* Given request:
Copy the data from the line containing "Note to the class: point to the dark ground" through the end, replacing "single dot" with "single mark" everywhere in that span and changing nothing else. Omit the pictures from your answer.

= = = = = = =

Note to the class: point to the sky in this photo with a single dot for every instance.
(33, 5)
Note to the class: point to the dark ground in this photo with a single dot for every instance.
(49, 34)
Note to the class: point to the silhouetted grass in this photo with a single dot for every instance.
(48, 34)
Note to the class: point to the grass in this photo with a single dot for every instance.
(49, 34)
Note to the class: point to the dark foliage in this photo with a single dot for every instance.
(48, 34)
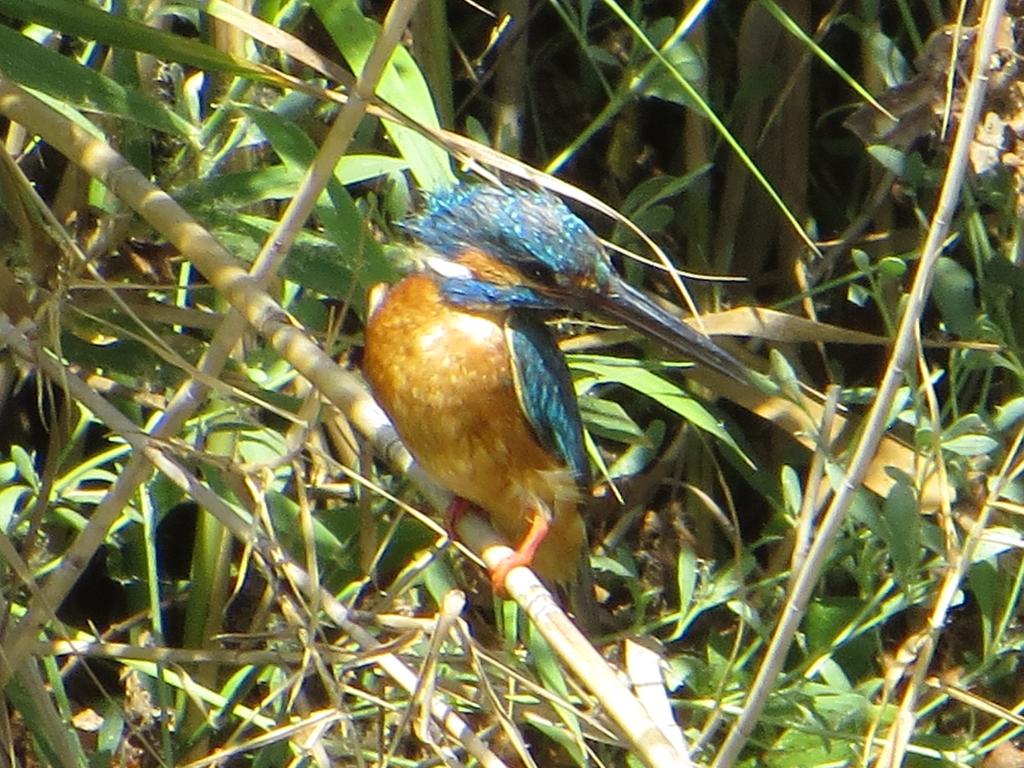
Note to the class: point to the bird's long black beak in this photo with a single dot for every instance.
(625, 303)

= = = = = = =

* Solution to this exercise:
Note to the class: point to the dark ground in this photo with a single mark for every instance.
(49, 34)
Note to the class: point to the silhouetted grass in this photo with a single mark for every instance.
(48, 34)
Note to the class: point to the grass in this photo with a single mark for every instance.
(49, 34)
Note to the class: point to the dark foliage in this photo with a single mark for every instance.
(48, 34)
Note to the class: point to the bird's long black beak in this photo with a single mark for every instance.
(625, 303)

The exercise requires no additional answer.